- [PROBLEM A]
In the ruling on Procter Gamble's privilege claims, which document does the text say Procter Gamble failed to produce?

- [EXTRACTED TEXT]

# # # #

I find that Procter Gamble's assertion of attorney-client privilege and work-product immunity for the withheld documents was not substantially justified. This finding is made inevitable by the history of Procter Gamble's treatment of these documents. Over two years ago, Magistrate Judge Boyce found, after in camera inspection, that Procter Gamble had no basis for the assertion of privilege or immunity. When the issue was raised by Amway in the present litigation, Procter Gamble insisted upon a de novo review of the issue, but presented this court with the same affidavits that Judge Boyce found inadequate in 1998. Even worse, Procter Gamble ignored this court's order directing it to support its claims with an affidavit for each withheld document and it failed to produce document no. 405. In essence, Procter Gamble was given a second chance to support its claims, but failed to do so. As noted above, the only reasonable inference to be drawn from these facts is that Procter Gamble knew that its claims were meritless but persisted in pressing them to forestall disclosure of embarrassing and harmful, but not privileged, material.

# # # #

- [EXERCISE MATERIALS]
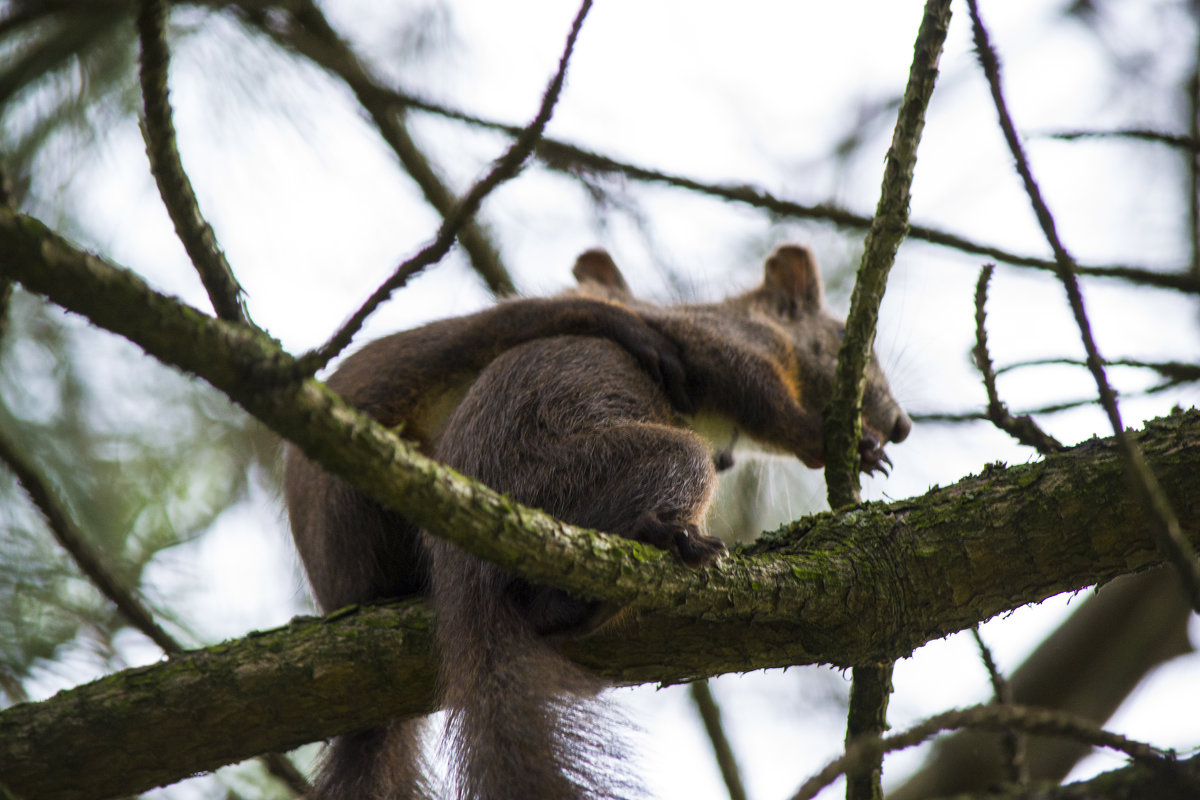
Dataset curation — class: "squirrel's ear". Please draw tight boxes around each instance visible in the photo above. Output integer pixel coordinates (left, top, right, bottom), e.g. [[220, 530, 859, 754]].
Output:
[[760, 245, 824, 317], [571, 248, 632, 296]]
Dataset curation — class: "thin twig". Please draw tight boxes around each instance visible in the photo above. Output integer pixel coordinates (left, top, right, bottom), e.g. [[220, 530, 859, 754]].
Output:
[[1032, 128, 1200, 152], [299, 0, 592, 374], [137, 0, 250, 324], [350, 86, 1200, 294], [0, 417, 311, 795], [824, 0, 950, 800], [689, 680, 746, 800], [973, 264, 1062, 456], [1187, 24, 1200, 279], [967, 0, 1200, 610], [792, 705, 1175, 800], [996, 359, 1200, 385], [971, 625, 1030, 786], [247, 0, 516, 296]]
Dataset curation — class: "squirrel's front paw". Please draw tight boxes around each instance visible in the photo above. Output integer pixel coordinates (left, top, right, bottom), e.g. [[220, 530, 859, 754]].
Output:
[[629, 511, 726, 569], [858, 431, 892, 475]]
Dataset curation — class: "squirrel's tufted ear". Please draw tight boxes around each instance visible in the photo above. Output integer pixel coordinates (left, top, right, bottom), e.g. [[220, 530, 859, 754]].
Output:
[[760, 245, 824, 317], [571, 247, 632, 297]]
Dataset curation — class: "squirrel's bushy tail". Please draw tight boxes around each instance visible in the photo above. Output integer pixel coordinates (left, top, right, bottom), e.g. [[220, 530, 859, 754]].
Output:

# # # #

- [PROBLEM B]
Echo the entries word for word, starting at the beginning of the entries and ending at the line containing "[[760, 245, 824, 317], [571, 248, 632, 296]]", with both ends included. Leave the pictures out.

- [FINAL ANSWER A]
Document no. 405.

- [FINAL ANSWER B]
Dataset curation — class: "squirrel's ear". Please draw tight boxes around each instance visible in the photo above. Output integer pixel coordinates (left, top, right, bottom), e.g. [[220, 530, 859, 754]].
Output:
[[760, 245, 824, 317], [571, 248, 632, 296]]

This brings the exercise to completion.